## Required task:
Reproduce the lines below word for word, with nothing changed.

## Supplied data:
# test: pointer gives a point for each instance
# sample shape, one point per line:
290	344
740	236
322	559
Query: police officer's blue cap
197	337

## In response:
# test: pointer gives a point for each instance
# sample shape, one point per line:
290	344
740	236
322	559
Query: police officer's blue cap
197	337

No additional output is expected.